— start of GIVEN DATA —

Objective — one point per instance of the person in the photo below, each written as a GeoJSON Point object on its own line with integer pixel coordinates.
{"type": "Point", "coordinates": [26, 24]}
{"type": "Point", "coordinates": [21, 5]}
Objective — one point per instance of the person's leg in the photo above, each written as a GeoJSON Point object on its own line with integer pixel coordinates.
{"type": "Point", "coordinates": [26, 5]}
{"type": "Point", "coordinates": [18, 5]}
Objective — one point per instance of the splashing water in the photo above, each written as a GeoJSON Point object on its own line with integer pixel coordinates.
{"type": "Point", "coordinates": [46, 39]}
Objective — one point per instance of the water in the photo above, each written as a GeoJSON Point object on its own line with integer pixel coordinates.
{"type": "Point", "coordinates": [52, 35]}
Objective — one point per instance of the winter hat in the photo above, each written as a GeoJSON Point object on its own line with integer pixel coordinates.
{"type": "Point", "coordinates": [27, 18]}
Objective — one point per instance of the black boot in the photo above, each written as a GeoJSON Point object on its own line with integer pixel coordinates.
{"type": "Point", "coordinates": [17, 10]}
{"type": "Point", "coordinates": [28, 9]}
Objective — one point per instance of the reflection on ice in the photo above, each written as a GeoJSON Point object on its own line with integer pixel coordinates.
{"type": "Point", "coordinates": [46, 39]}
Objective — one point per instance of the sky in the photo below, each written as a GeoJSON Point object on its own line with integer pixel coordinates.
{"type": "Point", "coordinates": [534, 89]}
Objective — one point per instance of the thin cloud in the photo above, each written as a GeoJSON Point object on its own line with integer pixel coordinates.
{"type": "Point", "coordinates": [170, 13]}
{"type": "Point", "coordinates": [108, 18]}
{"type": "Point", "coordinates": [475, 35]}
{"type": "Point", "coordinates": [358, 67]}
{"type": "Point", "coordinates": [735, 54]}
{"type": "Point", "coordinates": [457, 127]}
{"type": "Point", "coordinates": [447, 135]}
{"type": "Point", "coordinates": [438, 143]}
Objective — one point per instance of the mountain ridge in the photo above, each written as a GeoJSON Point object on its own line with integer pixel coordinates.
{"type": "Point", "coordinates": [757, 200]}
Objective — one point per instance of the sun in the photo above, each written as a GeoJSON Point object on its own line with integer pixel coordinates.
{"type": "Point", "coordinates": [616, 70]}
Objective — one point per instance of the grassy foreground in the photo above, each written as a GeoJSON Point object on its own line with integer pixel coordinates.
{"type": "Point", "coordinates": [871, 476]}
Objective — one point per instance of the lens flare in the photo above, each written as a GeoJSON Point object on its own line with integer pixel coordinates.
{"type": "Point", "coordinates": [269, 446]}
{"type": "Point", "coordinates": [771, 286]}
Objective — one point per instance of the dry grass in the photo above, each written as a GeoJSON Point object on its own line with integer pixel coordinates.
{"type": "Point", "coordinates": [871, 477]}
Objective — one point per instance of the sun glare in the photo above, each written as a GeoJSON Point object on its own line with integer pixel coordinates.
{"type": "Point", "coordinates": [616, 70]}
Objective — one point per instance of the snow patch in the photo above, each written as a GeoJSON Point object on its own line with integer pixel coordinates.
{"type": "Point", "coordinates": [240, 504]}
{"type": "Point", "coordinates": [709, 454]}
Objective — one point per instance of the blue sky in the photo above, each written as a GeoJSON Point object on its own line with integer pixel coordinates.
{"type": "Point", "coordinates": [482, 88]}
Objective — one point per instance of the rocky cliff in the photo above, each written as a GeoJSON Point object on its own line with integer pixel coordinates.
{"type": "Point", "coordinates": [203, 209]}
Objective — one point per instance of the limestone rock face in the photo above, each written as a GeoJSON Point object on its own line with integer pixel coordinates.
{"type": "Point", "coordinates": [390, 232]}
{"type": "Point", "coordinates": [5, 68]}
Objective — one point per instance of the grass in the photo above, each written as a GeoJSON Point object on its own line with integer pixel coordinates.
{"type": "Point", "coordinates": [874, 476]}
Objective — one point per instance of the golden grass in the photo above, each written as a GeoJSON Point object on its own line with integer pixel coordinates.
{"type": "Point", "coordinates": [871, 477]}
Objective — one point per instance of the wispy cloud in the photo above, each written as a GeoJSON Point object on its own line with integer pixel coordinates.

— end of GIVEN DATA —

Print the material above line for line, with no changes.

- **WRITTEN RESPONSE**
Objective — one point per instance of the person in the photo below, each written as a GeoJSON Point object on its own line with integer pixel coordinates.
{"type": "Point", "coordinates": [26, 24]}
{"type": "Point", "coordinates": [21, 5]}
Objective — one point per instance of the person's leg in the photo above, each written as a GeoJSON Point object on its own line with integer pixel coordinates.
{"type": "Point", "coordinates": [26, 5]}
{"type": "Point", "coordinates": [18, 5]}
Objective — one point per instance of the splashing water in the photo above, each written as a GeoJSON Point object on its own line with integer pixel coordinates.
{"type": "Point", "coordinates": [46, 39]}
Objective — one point per instance of the water in the photo above, each written as a GeoJSON Point object on its own line with integer pixel coordinates.
{"type": "Point", "coordinates": [52, 35]}
Objective — one point per instance of the winter hat in the photo above, each written as a GeoJSON Point object on its own line with integer pixel coordinates.
{"type": "Point", "coordinates": [27, 18]}
Objective — one point per instance of the black boot in the photo above, each written as a GeoJSON Point object on its own line with integer pixel coordinates.
{"type": "Point", "coordinates": [17, 10]}
{"type": "Point", "coordinates": [28, 9]}
Objective — one point per instance of the reflection on ice in the photo above, each written as a GeoJSON Point object on its own line with integer pixel coordinates.
{"type": "Point", "coordinates": [46, 39]}
Objective — one point per instance of the sky in the photo below, each written as a GeoJSON Point object on its own line with integer pixel coordinates.
{"type": "Point", "coordinates": [534, 89]}
Objective — one point per instance of the thin cloud in the photo above, each written as a GeoJSON Point object on its own line with integer pixel coordinates.
{"type": "Point", "coordinates": [170, 13]}
{"type": "Point", "coordinates": [108, 18]}
{"type": "Point", "coordinates": [475, 35]}
{"type": "Point", "coordinates": [358, 67]}
{"type": "Point", "coordinates": [735, 54]}
{"type": "Point", "coordinates": [457, 127]}
{"type": "Point", "coordinates": [447, 135]}
{"type": "Point", "coordinates": [438, 143]}
Objective — one point per instance of the mountain ridge in the photo above, each written as a GeoJSON Point object on its own line with integer pixel coordinates.
{"type": "Point", "coordinates": [757, 200]}
Objective — one point per instance of the sun in the photo above, each written as a GeoJSON Point object on its own line with integer pixel coordinates.
{"type": "Point", "coordinates": [616, 70]}
Objective — one point per instance of the grassy foreground in the photo above, each written as a GeoJSON Point object on its own line with integer pixel coordinates.
{"type": "Point", "coordinates": [871, 476]}
Objective — one point per instance of the lens flare in the photo above, each written as a GeoJSON Point object on its own line with integer pixel coordinates.
{"type": "Point", "coordinates": [269, 446]}
{"type": "Point", "coordinates": [771, 286]}
Objective — one point per instance of the dry grass in the photo above, each written as a GeoJSON Point object on its own line with integer pixel coordinates.
{"type": "Point", "coordinates": [871, 477]}
Objective — one point per instance of the sun glare in the photo above, each written as a GeoJSON Point object on its own line with integer pixel coordinates.
{"type": "Point", "coordinates": [616, 70]}
Objective — one point per instance of the snow patch in the photo above, each written as a GeoJSON Point object on its own line with integer pixel coordinates.
{"type": "Point", "coordinates": [240, 504]}
{"type": "Point", "coordinates": [709, 454]}
Objective — one point per instance of the blue sky in the photo above, each written as a GeoJSON Point object on its own line with integer pixel coordinates.
{"type": "Point", "coordinates": [482, 88]}
Objective — one point per instance of the rocky cliff in the photo above, each written as a GeoJSON Point object on its own line with integer pixel coordinates.
{"type": "Point", "coordinates": [203, 209]}
Objective — one point per instance of the limestone rock face in the photo above, each written as a GeoJSON Point object on its own line with integer pixel coordinates.
{"type": "Point", "coordinates": [390, 232]}
{"type": "Point", "coordinates": [5, 68]}
Objective — one point per instance of the grass in the photo above, each written as a GeoJSON Point object on its own line with integer pixel coordinates.
{"type": "Point", "coordinates": [874, 476]}
Objective — one point per instance of the golden grass in the photo above, each written as a GeoJSON Point object on its own line with integer pixel coordinates.
{"type": "Point", "coordinates": [871, 477]}
Objective — one point per instance of the wispy cloud in the photo above, each written as a GeoJSON Point object on its own line with integer pixel coordinates.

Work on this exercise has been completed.